● EXCERPT:
·····
A landlord’s opposition to a commercial lease renewal – the death of contrived schemes of works?

The Supreme Court has recently considered whether a landlord can succeed under section 30(1)(f) of the Landlord and Tenant Act 1954 (LTA 1954) where its proposed scheme of works was devised to comply with that ground.

Susan Harrison, Commercial Property Associate based at our Chichester, West Sussex, office has produced this article to advise clients on a recent court case surrounding Commercial Lease Renewals. Contact Susan Harrison or a member of our Commercial Property Team if you require further legal advice.


A tenant of a business lease has a statutory right to a lease renewal at the end of the contractual term. A landlord can oppose the tenant's statutory right to a lease renewal on any of the grounds set out in section 30(1) of the LTA 1954.

Section 30(1)(f) (Ground (f)) of the LTA 1954 states that the landlord can oppose a lease renewal if:

”... on the termination of the current tenancy the landlord intends to demolish or reconstruct the premises comprised in the holding or a substantial part of those premises or to carry out substantial work of construction on the holding or part thereof that he could not reasonably do so without obtaining possession of the holding.”

Reliance on Ground (f) has been tested in the courts on previous occasions and the courts have required that the landlord must do more than merely state that it will demolish or reconstruct the premises. The intention must have moved “out of the zone of contemplation” and into “the valley of decision” (Cunliffe v Goodman [1950] 2 KB 237).

The landlord must show both:

A firm and settled intention.

A reasonable prospect of achieving that intention.

The landlord’s motive in opposing the lease renewal on Ground (f) is irrelevant provided that the landlord has a genuine intention to carry out the works (Fisher v Taylor’s Furnishing Stores Ltd [1956] 2 WLR 985).

The case of  S Franses Ltd v The Cavendish Hotel (London) Ltd (2018)

In this instance, the tenant occupied part of the building at 80 Jermyn Street in London. The remainder of the building was occupied and managed by the landlord.

In March 2015, the tenant served notice under section 26 of the LTA 1954 requesting the grant of a new tenancy. In May 2015, the landlord served counter-notice opposing the renewal on the basis of Ground (f). Proceedings were instituted in the Central London County Court.

The landlord’s defence produced a scheme of works it intended to carry out. It was common ground that the proposed works had no practical utility. Although planning permission was not required for the revised works, it would be impossible to make any use of them without planning permission for change of use, which the landlord did not intend to seek. The sole purpose of the works was to obtain vacant possession. As the landlord’s principal witness put it, the scheme was “designed purely for the purpose of satisfying Ground (f)”.
·····
● TASKS TO PERFORM:
A - Answer each question from the lease renewal article:
(i) Which case is cited for the phrases "out of the zone of contemplation" and "the valley of decision"?
(ii) What two things must the landlord show?
(iii) In what month and year did the landlord serve counter-notice opposing the renewal?
B - Reproduce the part of the lease renewal article that begins at the words "A reasonable prospect" and stops after "by the landlord.".
C - Carry the lease renewal article forward from its last sentence.
The rows that follow come from a separate source and are unrelated to the lease renewal article.
·····
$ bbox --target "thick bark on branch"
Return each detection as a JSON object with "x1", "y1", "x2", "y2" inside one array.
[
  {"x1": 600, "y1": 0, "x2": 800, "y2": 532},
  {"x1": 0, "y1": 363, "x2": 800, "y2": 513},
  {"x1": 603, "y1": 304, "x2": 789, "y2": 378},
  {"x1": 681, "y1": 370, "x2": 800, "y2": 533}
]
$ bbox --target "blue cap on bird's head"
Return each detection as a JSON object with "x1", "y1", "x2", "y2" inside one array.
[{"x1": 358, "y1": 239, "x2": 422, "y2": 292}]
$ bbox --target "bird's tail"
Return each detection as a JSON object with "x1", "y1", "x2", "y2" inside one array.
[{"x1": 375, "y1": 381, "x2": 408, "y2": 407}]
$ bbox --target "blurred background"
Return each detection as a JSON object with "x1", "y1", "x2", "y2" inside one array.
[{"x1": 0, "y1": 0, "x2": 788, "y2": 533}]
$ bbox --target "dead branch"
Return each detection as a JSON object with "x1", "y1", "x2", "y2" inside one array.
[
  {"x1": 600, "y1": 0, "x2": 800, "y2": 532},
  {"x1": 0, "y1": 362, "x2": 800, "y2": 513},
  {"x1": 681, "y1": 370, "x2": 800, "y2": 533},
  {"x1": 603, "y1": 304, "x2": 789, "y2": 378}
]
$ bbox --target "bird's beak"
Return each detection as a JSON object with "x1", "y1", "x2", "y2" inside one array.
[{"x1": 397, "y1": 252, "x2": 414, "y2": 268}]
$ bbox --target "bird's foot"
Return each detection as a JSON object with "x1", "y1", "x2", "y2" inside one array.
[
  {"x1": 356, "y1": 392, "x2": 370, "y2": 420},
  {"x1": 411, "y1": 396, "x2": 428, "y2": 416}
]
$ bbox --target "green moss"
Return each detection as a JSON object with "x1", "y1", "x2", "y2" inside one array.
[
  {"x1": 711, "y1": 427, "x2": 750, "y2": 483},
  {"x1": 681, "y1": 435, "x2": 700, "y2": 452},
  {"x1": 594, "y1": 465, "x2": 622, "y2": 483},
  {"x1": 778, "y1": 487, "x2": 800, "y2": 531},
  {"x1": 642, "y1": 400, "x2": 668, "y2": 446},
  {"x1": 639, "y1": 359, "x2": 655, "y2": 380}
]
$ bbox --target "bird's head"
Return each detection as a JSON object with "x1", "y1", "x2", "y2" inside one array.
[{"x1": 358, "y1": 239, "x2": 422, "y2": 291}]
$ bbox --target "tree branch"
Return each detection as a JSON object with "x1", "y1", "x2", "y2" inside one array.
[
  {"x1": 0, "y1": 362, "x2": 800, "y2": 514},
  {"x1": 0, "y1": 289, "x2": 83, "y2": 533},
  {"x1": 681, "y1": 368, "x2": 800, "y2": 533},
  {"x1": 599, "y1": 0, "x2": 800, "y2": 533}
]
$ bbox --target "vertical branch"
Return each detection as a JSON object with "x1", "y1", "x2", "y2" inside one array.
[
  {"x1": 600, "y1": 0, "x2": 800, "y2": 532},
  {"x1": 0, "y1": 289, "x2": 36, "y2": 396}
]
·····
● EXPECTED OUTPUTS:
A -
(i) Cunliffe v Goodman [1950] 2 KB 237
(ii) A firm and settled intention, and a reasonable prospect of achieving that intention
(iii) May 2015

B -
A reasonable prospect of achieving that intention.

The landlord’s motive in opposing the lease renewal on Ground (f) is irrelevant provided that the landlord has a genuine intention to carry out the works (Fisher v Taylor’s Furnishing Stores Ltd [1956] 2 WLR 985).

The case of  S Franses Ltd v The Cavendish Hotel (London) Ltd (2018)

In this instance, the tenant occupied part of the building at 80 Jermyn Street in London. The remainder of the building was occupied and managed by the landlord.

C -
The County Court dismissed the tenant’s claim under the LTA 1954 for a new tenancy. The County Court concluded that the landlord’s intention to carry out the works at the date of the hearing was firm, settled and unconditional, so that the landlord had made out its ground of opposition under Ground (f). The High Court agreed with the County Court and held that the landlord had established sufficient intention to carry out works where the landlord had resolved to undertake works to comply with Ground (f) and obtain vacant possession, rather than for independent commercial reasons. However, the High Court gave permission to allow the tenant to appeal directly to the Supreme Court.

The question which arose for the Supreme Court was whether a landlord can oppose the grant of a new tenancy if the works which it says it intends to do have no purpose other than to get rid of the tenant and would not be undertaken if the tenant were to leave voluntarily.

On the facts, the landlord did not intend (within the meaning of Ground (f)) to carry out the works specified in the scheme of works that it was relying upon, in opposition to the tenant’s application for a new tenancy. The Supreme Court unanimously allowed the tenant’s appeal.

The facts in this case were unusual in that the landlord had been honest enough to admit what would usually be inferred, that is, that the landlord’s intention to carry out the works was conditional and that the works would not have been carried out, if the tenant had left voluntarily.

This Supreme Court decision makes it clear that landlords will no longer be able to rely on contrived schemes serving no useful or commercial purpose being within the scope of Ground (f) and provides important guidance about how to assess the meaning of landlord’s intention for the purposes of Ground (f), indicating that the acid test to consider is whether the landlord would intend to do the same works if the tenant left voluntarily.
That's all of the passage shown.